— EXERCISE INSTRUCTIONS —
Reproduce the lines of the listing below without any changes, starting at the line that contains "else: point(978, 427)." and ending at the line that contains "point(745, 756)".

— RECORDED DATA —
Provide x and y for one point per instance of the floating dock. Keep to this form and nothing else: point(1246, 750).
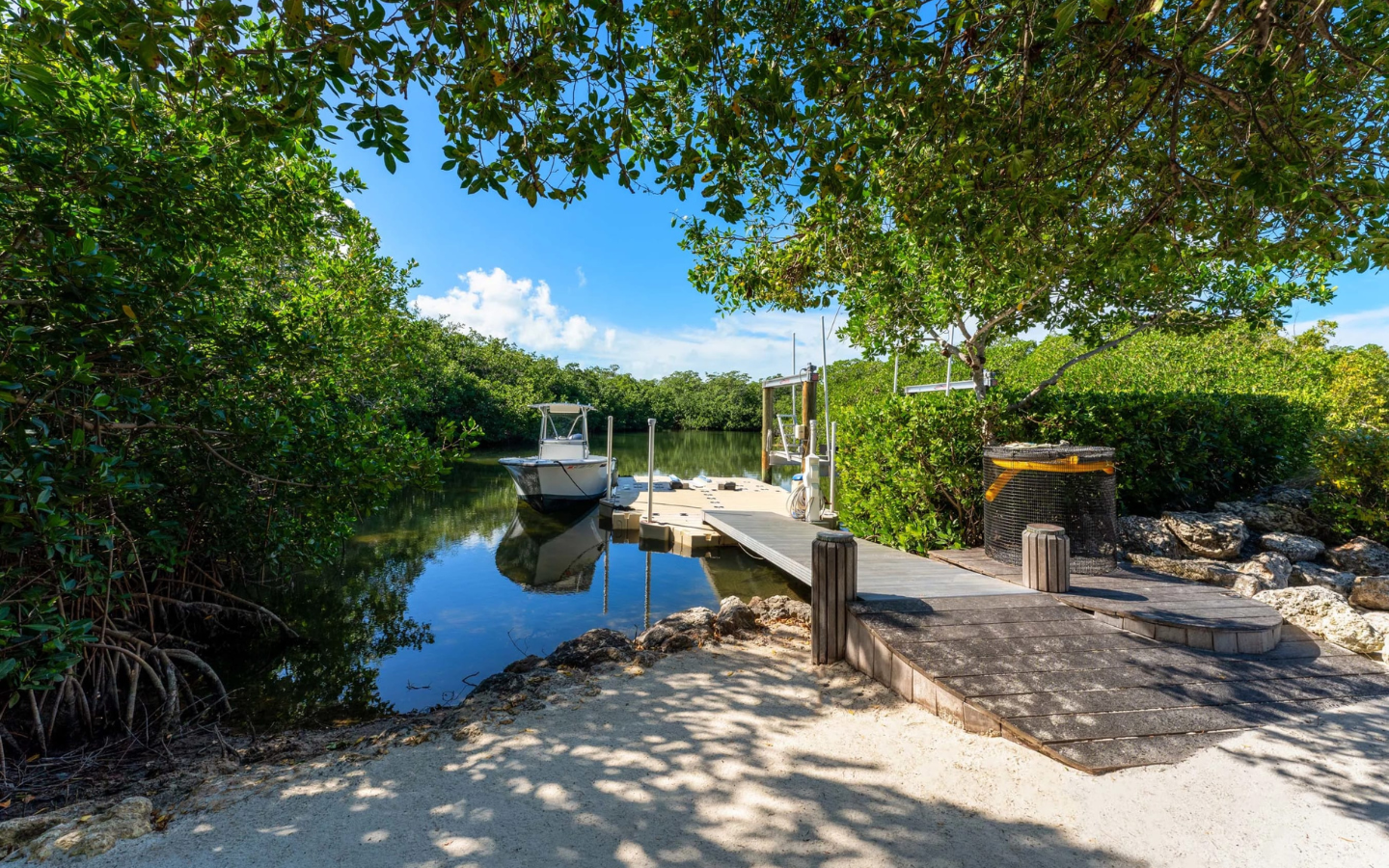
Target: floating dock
point(1130, 668)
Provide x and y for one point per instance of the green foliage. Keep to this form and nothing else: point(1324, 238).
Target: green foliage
point(1195, 419)
point(1180, 450)
point(912, 467)
point(495, 382)
point(203, 374)
point(910, 471)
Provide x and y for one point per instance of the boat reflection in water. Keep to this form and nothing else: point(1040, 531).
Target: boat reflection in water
point(552, 552)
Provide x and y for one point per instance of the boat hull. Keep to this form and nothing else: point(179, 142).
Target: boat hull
point(552, 485)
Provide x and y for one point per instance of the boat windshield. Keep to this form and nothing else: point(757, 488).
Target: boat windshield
point(561, 426)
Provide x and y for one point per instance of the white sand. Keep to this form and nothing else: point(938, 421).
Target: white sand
point(747, 756)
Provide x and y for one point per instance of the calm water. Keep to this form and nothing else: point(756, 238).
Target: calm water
point(449, 586)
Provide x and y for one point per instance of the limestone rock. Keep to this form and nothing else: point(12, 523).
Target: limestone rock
point(1324, 612)
point(678, 632)
point(1142, 535)
point(592, 649)
point(526, 665)
point(96, 835)
point(734, 617)
point(1198, 570)
point(1324, 577)
point(502, 684)
point(1361, 556)
point(18, 832)
point(1296, 499)
point(1214, 535)
point(782, 609)
point(1265, 571)
point(1268, 517)
point(1372, 592)
point(1294, 546)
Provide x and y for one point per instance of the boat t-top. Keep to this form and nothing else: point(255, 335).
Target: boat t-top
point(562, 475)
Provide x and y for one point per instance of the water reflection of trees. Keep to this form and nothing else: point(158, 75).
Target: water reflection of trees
point(353, 615)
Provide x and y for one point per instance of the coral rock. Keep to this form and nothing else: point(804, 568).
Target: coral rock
point(1294, 546)
point(1372, 592)
point(1214, 535)
point(1199, 570)
point(1361, 556)
point(1326, 614)
point(734, 617)
point(1324, 577)
point(1142, 535)
point(1267, 571)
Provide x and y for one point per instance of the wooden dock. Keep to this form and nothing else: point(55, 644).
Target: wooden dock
point(1083, 678)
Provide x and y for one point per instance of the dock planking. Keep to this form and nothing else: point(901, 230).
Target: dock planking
point(883, 571)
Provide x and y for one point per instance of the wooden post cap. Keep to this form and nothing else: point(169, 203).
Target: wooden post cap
point(835, 536)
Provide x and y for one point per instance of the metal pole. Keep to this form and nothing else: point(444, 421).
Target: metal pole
point(793, 388)
point(833, 460)
point(650, 471)
point(949, 360)
point(824, 366)
point(609, 486)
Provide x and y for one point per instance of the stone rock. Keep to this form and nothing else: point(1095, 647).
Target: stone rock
point(1294, 546)
point(734, 615)
point(1294, 499)
point(1198, 570)
point(526, 665)
point(679, 632)
point(590, 649)
point(1361, 556)
point(1214, 535)
point(469, 734)
point(18, 832)
point(1322, 577)
point(1266, 571)
point(1142, 535)
point(1324, 612)
point(785, 609)
point(96, 835)
point(1268, 517)
point(1372, 592)
point(502, 684)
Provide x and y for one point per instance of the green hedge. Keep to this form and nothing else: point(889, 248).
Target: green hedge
point(912, 467)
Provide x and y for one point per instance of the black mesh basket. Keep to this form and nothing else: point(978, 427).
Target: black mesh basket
point(1063, 485)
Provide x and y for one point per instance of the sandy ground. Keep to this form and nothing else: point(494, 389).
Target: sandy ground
point(748, 756)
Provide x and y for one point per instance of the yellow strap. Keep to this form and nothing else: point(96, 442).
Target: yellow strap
point(1070, 464)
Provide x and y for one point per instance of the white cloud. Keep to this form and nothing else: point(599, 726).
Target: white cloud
point(523, 312)
point(517, 310)
point(1361, 328)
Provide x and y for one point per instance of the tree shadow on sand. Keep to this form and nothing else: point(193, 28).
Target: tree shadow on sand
point(689, 769)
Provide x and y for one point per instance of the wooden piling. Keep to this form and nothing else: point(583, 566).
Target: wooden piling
point(833, 570)
point(1047, 558)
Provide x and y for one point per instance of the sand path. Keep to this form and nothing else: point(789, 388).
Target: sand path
point(745, 756)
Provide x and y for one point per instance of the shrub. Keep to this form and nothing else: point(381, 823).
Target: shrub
point(1353, 492)
point(912, 467)
point(1183, 450)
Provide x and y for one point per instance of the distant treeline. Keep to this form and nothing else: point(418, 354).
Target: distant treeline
point(493, 382)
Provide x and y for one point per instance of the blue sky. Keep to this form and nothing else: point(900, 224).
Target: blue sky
point(603, 281)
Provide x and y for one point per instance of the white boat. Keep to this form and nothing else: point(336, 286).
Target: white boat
point(562, 475)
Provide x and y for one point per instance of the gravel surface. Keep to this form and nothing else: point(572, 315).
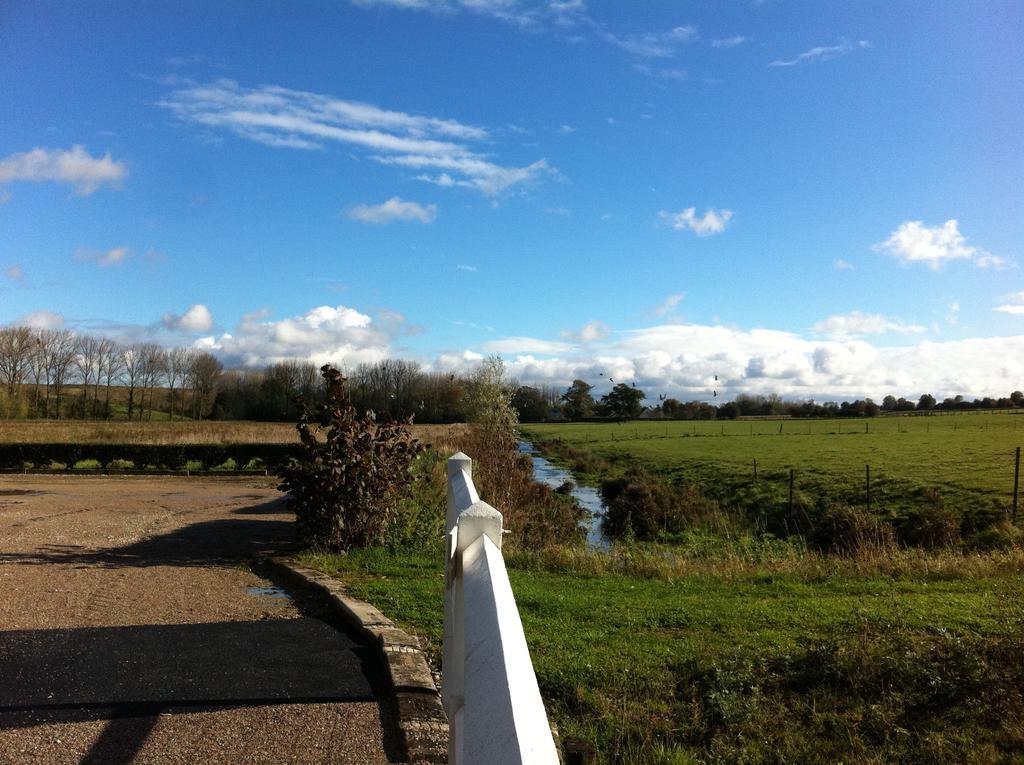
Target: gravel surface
point(132, 631)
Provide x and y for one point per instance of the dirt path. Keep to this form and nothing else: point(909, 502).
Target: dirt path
point(132, 631)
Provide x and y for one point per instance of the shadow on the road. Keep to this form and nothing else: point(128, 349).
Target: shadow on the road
point(131, 675)
point(208, 543)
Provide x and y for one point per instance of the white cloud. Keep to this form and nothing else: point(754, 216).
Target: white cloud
point(660, 74)
point(197, 319)
point(295, 119)
point(1015, 305)
point(683, 359)
point(589, 333)
point(713, 221)
point(511, 11)
point(74, 166)
point(117, 256)
point(394, 209)
point(652, 44)
point(324, 335)
point(822, 53)
point(525, 345)
point(912, 242)
point(856, 324)
point(728, 42)
point(987, 260)
point(668, 305)
point(42, 320)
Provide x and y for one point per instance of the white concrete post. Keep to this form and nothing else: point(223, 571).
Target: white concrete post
point(488, 687)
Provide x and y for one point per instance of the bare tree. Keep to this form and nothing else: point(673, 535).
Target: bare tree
point(113, 365)
point(204, 371)
point(59, 363)
point(175, 365)
point(153, 370)
point(88, 358)
point(133, 360)
point(15, 357)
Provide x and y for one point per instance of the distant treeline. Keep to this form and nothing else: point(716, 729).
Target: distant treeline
point(57, 374)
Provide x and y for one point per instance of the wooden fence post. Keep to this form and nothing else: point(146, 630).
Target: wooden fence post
point(1017, 475)
point(867, 486)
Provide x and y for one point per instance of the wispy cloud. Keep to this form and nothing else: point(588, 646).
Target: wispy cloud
point(822, 53)
point(42, 320)
point(660, 74)
point(728, 42)
point(392, 210)
point(912, 242)
point(553, 14)
point(525, 345)
point(196, 319)
point(323, 335)
point(856, 324)
point(668, 305)
point(294, 119)
point(652, 44)
point(1015, 305)
point(75, 166)
point(589, 333)
point(713, 221)
point(117, 256)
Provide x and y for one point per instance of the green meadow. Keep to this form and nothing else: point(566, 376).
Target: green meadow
point(722, 645)
point(967, 458)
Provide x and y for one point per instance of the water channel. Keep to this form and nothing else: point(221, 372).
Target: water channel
point(588, 497)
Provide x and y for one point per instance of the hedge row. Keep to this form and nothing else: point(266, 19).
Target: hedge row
point(167, 456)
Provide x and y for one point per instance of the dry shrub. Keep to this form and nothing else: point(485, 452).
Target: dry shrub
point(346, 486)
point(849, 530)
point(644, 507)
point(534, 514)
point(933, 526)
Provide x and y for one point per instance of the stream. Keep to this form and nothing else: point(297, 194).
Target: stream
point(588, 497)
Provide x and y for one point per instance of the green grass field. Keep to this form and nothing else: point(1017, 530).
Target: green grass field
point(756, 664)
point(968, 458)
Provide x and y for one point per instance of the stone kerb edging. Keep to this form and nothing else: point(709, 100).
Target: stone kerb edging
point(421, 718)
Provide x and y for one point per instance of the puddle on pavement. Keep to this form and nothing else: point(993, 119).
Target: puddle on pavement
point(268, 592)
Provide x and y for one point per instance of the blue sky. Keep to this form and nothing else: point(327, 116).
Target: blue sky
point(811, 199)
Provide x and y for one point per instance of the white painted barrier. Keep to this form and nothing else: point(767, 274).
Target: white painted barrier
point(496, 715)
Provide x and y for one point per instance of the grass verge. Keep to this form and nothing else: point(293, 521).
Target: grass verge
point(769, 660)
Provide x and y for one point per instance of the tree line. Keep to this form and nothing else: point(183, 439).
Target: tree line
point(58, 374)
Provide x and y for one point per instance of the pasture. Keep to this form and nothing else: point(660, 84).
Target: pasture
point(967, 458)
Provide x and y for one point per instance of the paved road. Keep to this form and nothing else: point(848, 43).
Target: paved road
point(132, 631)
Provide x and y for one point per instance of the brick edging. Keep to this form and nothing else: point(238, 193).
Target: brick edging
point(422, 722)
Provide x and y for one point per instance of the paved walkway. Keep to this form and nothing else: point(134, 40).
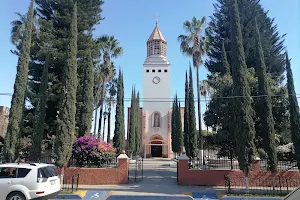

— OUTPUT OF THE TASK —
Provide x and y for one point per instance of the black mesh basket. Keep to this form and nothing else: point(978, 427).
Target: black mesh basket
point(1063, 485)
Provide x and y for one point per instance of the sandy ground. Keep to this form and nothing else: point(494, 389).
Target: sandy ground
point(748, 756)
Provide x and y for one point per instance of the yellow strap. Keep to this form and nothing else: point(96, 442).
Target: yellow strap
point(1070, 464)
Provide x and y for one point per instance of the white cloud. Keep to this form and nothing else: point(599, 726).
Target: white cloud
point(523, 312)
point(517, 310)
point(1361, 328)
Provide x and y for one point per instance of the tree shadow on sand. Keep to this form and nothing else: point(193, 28).
Target: tree shadow on sand
point(689, 769)
Provide x and y for one point per instance of the wooden piling. Keep to this form and nothing else: point(583, 566).
Target: wooden piling
point(833, 570)
point(1047, 558)
Provide x and y for one point per instance of the sand path. Keep to this form and nothing else: point(789, 388).
Target: sand path
point(745, 756)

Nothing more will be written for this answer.